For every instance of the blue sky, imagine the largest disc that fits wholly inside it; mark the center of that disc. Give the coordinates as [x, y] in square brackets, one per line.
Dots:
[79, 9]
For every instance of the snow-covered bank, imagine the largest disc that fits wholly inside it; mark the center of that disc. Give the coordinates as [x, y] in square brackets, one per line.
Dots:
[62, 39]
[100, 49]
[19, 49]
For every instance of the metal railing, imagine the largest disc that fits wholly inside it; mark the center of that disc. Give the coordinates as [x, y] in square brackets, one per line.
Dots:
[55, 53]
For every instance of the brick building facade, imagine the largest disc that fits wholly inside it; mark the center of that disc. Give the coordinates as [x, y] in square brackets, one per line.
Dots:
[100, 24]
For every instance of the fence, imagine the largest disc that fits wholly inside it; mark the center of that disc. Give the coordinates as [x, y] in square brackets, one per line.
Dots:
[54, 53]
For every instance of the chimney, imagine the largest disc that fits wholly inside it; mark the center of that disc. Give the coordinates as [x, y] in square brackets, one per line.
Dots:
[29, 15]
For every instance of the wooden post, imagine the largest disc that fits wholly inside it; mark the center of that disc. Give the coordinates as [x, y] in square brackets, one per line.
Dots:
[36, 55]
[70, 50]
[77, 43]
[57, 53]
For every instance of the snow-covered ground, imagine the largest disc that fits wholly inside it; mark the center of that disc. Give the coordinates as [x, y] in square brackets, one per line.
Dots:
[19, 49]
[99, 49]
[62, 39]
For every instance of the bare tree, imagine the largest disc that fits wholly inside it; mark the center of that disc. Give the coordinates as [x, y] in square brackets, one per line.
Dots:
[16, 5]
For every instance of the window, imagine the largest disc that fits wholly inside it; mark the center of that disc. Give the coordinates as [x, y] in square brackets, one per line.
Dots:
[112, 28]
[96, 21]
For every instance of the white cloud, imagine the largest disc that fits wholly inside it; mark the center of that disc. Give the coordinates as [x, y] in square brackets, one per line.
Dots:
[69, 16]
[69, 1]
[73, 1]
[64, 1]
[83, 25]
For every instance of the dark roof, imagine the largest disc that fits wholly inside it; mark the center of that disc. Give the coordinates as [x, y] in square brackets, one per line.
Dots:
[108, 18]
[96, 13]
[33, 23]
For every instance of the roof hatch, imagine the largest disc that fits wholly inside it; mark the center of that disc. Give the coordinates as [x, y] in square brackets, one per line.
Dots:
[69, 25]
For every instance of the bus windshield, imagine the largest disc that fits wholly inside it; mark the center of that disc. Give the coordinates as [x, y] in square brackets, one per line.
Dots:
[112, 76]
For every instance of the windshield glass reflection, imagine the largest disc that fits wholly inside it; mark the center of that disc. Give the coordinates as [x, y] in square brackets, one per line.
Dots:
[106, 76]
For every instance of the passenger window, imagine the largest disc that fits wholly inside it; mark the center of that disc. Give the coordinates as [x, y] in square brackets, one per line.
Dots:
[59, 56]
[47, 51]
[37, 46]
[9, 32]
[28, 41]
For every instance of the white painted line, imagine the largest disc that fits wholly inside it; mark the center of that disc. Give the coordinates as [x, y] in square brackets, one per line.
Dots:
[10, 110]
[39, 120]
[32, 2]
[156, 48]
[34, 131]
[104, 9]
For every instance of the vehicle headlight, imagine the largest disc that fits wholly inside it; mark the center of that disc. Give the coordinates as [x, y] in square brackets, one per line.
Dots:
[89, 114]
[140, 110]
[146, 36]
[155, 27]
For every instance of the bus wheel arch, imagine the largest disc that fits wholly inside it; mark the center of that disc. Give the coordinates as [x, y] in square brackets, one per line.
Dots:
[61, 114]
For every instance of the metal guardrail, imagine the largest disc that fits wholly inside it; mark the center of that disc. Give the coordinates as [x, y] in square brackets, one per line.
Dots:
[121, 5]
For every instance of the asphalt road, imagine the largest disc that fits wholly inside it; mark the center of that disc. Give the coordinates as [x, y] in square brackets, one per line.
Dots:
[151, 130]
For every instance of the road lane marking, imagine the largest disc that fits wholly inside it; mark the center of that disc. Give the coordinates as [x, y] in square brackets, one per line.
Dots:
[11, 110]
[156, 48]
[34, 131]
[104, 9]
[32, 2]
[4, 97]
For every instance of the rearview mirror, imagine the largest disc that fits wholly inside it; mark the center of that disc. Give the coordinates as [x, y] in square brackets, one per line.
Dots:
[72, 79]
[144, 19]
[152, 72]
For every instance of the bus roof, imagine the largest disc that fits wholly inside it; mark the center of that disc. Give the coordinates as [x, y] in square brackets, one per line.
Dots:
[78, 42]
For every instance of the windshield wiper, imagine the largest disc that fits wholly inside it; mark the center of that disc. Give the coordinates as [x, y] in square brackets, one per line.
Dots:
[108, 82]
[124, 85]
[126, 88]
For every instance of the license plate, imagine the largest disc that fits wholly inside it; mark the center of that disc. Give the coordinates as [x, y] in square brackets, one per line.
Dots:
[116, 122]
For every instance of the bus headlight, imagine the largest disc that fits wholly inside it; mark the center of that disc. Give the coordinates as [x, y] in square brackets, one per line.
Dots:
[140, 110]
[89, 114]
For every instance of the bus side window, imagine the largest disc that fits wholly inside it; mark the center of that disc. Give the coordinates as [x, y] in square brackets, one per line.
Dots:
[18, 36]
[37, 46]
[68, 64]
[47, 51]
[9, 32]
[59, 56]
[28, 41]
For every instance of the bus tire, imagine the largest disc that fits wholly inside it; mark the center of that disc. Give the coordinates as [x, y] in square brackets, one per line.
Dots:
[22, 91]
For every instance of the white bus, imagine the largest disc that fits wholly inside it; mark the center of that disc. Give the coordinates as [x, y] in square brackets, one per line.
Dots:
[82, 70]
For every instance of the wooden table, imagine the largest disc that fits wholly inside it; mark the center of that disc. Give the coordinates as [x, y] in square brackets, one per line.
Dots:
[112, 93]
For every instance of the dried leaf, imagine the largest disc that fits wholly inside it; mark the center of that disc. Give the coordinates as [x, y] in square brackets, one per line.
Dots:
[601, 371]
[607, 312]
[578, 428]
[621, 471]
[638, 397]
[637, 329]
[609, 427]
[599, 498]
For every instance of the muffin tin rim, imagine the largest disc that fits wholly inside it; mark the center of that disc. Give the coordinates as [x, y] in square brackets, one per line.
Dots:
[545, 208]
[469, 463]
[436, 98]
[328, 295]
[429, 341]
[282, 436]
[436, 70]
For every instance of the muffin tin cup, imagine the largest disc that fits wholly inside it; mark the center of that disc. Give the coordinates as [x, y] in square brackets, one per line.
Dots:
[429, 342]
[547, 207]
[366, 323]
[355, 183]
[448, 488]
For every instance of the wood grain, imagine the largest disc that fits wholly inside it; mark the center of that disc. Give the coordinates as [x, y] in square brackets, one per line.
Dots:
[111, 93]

--- --- ---

Directions:
Go through the material and copy out every line with "wooden" in it.

Response to the task:
For every instance of the wooden post, imagine the largest disc that fits wholly inside it; mark the center of that disc. Give the coordinates as [x, y] in square brackets, one per line.
For every instance of the wooden table, imagine the largest disc that fits wholly inside it; mark the center of that disc. Give the coordinates as [x, y] in square brackets, one per line.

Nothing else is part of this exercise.